* RECORDS FOR THE EXERCISE

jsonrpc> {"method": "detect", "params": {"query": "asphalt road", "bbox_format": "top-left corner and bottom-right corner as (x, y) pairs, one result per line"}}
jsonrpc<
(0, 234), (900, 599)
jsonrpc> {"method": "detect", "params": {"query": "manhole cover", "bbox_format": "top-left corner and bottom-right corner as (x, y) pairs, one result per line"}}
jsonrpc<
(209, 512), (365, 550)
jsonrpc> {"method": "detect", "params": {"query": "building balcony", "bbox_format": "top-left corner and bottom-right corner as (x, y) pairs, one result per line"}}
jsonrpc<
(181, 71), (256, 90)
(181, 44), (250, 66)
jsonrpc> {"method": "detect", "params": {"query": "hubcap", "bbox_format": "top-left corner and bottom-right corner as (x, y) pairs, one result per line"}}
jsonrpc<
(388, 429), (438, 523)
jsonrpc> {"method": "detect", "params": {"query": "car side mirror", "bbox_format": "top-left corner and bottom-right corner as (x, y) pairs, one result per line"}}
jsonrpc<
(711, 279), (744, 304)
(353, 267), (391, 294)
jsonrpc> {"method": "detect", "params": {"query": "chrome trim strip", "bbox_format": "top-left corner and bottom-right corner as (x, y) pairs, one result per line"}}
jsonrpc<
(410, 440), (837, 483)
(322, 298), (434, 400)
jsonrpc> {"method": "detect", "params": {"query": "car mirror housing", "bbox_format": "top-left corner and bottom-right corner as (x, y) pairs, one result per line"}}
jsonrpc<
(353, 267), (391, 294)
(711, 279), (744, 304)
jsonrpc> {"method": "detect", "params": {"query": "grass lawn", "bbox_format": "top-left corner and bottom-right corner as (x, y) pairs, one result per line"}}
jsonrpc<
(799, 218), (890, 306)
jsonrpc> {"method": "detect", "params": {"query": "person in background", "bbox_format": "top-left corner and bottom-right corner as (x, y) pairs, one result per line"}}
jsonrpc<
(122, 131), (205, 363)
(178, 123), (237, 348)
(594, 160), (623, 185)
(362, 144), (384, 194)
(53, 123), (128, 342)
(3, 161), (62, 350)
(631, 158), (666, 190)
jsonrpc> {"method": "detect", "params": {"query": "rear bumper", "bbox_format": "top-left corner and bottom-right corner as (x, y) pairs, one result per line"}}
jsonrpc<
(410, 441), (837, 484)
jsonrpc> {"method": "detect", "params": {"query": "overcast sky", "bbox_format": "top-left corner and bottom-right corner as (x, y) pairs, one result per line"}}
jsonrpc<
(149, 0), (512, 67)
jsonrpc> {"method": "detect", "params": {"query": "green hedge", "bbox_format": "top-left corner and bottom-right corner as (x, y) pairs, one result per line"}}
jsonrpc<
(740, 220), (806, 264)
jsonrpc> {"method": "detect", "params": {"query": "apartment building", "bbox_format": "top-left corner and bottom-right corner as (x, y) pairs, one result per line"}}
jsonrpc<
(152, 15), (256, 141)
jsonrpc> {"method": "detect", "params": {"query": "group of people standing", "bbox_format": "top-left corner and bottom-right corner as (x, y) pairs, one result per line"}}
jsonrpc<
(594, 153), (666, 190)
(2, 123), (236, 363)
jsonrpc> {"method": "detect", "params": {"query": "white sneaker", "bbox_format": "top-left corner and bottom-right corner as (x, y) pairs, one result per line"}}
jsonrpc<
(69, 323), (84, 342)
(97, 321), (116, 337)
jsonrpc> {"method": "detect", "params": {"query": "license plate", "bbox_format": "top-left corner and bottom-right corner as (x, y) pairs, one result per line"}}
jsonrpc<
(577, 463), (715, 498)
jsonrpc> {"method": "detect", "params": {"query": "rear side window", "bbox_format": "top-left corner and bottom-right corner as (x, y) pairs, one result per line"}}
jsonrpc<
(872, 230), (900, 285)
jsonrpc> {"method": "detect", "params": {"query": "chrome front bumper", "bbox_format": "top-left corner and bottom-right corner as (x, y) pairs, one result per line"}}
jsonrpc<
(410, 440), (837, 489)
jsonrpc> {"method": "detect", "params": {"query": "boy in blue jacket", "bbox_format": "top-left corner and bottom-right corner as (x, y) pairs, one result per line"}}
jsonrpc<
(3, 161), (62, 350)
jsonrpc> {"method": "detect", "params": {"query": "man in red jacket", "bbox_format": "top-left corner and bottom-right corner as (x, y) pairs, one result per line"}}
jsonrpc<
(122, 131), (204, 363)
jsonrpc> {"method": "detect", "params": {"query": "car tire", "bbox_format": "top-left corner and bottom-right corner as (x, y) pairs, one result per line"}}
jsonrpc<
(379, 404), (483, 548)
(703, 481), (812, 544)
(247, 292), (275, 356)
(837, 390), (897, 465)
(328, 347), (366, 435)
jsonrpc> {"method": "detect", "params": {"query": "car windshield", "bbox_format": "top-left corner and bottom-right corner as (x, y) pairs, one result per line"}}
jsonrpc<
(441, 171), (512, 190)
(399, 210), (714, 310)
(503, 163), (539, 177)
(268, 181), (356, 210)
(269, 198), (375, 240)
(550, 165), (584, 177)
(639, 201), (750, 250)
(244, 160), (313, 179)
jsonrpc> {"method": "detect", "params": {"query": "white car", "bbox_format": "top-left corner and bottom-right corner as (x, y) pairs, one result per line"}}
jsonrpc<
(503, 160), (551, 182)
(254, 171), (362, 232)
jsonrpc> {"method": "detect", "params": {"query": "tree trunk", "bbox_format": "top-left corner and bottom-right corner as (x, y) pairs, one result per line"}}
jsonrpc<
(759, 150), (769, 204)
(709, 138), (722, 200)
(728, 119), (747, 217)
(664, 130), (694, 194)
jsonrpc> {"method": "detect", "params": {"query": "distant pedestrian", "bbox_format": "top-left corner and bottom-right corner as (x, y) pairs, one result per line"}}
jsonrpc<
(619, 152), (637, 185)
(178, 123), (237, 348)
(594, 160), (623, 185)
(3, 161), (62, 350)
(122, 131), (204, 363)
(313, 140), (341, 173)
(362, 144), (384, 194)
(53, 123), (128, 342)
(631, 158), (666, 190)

* TASK DIRECTIONS
Pull out each line of the records that contains the string "chrome". Case counts.

* FINAL RESULT
jsonrpc> {"method": "detect", "params": {"query": "chrome trim strip", "bbox_format": "top-left corner and bottom-right corner as (x, y) pairs, one result per line"}}
jsonrpc> {"method": "detect", "params": {"query": "chrome front bumper", "bbox_format": "top-left corner and bottom-right corner as (x, y) pairs, one result per line"}}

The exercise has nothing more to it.